▶ [What the task asks]:
Please print all of the records shown below, exactly as given.
────────
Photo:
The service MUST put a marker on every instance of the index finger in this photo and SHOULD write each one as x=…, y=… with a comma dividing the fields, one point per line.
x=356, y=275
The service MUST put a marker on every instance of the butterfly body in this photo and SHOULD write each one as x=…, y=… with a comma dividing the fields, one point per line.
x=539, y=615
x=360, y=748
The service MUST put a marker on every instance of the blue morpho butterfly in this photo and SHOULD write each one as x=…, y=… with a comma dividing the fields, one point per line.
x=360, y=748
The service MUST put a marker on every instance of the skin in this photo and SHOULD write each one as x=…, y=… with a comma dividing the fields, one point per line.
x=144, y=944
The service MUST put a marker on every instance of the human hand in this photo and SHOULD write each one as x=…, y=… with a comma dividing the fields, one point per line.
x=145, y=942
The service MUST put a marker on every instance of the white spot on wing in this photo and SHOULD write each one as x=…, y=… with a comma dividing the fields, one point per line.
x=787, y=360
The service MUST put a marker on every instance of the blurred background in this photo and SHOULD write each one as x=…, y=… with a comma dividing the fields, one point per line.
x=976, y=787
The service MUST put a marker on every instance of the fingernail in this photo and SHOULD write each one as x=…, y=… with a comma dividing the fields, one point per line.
────────
▶ [Written response]:
Photo:
The service MUST put a marker on every instance of the index finger in this photo and SHOULD write each one as x=…, y=… with a comma dividing the fields, one point per line.
x=356, y=275
The service MUST put a marker on every instance of the butterfly body in this photo and SHOULD write each one as x=…, y=… with a comma dividing the fields, one point per line.
x=539, y=615
x=360, y=748
The service MUST put a marker on every instance of the blue morpho butterfly in this photo and SHOULD write each one as x=…, y=… with a comma dividing the fields, one point per line.
x=360, y=748
The service MUST put a marker on every instance of the skin in this photo and SHOULD write each one as x=…, y=… with a comma dividing the fields, one point per line.
x=144, y=944
The service MUST put a marker on every instance of the human hand in this photo and SHOULD write each one as x=…, y=… with a comma dividing the fields, one point per line.
x=145, y=942
The service MUST put a marker on every instance of the white spot on wing in this photo and SHOULD write each one as x=…, y=… with a comma dividing the fields, one point per line.
x=787, y=360
The service MUST put a marker on every instance of the blurred background in this photo and SHOULD write each one as x=…, y=… with a comma dividing the fields, one point per line.
x=976, y=787
The service MUST put a marker on every instance of the fingernail in this photo and SHOULD write each one as x=…, y=… with a comma dividing the fields, one point per line.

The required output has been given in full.